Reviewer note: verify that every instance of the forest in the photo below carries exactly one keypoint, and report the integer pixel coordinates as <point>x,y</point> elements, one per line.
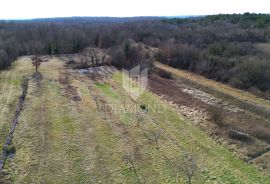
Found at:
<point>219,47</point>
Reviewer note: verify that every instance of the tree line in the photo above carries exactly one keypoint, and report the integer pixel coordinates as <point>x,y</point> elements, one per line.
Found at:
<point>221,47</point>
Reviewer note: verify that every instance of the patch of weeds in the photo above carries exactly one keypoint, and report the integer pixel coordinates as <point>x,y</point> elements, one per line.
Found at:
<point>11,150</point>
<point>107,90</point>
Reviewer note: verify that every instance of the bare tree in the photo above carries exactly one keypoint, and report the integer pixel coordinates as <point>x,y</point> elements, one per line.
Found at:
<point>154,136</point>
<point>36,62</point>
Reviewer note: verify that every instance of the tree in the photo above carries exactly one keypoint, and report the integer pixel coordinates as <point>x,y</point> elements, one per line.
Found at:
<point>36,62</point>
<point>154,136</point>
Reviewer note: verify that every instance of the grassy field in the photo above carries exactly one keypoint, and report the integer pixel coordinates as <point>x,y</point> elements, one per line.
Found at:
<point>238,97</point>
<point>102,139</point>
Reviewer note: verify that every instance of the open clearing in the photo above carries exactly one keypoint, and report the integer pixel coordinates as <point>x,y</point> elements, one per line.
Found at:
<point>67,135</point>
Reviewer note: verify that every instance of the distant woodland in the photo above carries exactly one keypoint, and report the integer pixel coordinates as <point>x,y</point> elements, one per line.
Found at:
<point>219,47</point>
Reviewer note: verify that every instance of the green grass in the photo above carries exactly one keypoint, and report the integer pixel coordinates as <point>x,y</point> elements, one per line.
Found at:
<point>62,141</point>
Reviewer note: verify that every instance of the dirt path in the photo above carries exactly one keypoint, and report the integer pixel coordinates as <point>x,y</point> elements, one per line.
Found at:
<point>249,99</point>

○ ○ ○ ○

Given task ->
Please put the records above into a two-column CSV with the headers note and points, one row per record, each field in quotes and every line break turned into a space. Leave the pictures out.

Exercise output ->
note,points
"Reviewer note: verify that every instance of the forest in the photo below carries exactly one keypoint, and report the integer pixel coordinates as <point>x,y</point> elements, one per line. Found at:","<point>219,47</point>"
"Reviewer note: verify that every instance of the tree line in the photo above carries exactly one keypoint, and report the integer pixel coordinates as <point>x,y</point> elements, one per line. Found at:","<point>221,47</point>"
"Reviewer note: verify that every instance of the patch of weeds in the photo above carries exactly one keypoint, and report the integer pixel coordinates as <point>x,y</point> elements, one per line. Found at:","<point>11,150</point> <point>107,90</point>"
"Reviewer note: verify that every instance of the bare tree in the photo above carries exactly one keypoint, and report the integer pixel coordinates as <point>x,y</point> elements, one per line. Found at:","<point>154,136</point> <point>36,62</point>"
"Reviewer note: verify that every instance of the tree in the photo above carries exactly one keypoint, and report the integer pixel coordinates as <point>x,y</point> elements, one per line. Found at:","<point>36,62</point> <point>154,136</point>"
"Reviewer note: verify that every instance of the grassy field in the photo above carries exactly one keypoint, and report the integer pixel coordinates as <point>x,y</point> elements, one per line. Found at:","<point>238,97</point> <point>102,139</point>"
"Reviewer note: verify that every instance of the open clearing in the photo above carries exactly one keypoint, and report the integer pixel coordinates as <point>x,y</point> elements, one per line. Found at:","<point>67,135</point>"
"Reviewer note: verify that every instance of the distant woodland in the photo above carries exactly one keypoint, and report the integer pixel coordinates as <point>x,y</point> elements, one per line. Found at:","<point>219,47</point>"
"Reviewer note: verify that every instance of the green grass in the photo above carries exactly one keypoint, and report the integer pixel coordinates as <point>x,y</point> elements, one per line. Found at:","<point>62,141</point>"
"Reviewer note: verify that every instance of the dirt path in the photo above carries exactly one keypoint, and report the integer pixel coordinates as <point>x,y</point> elements, one per line. Found at:","<point>249,99</point>"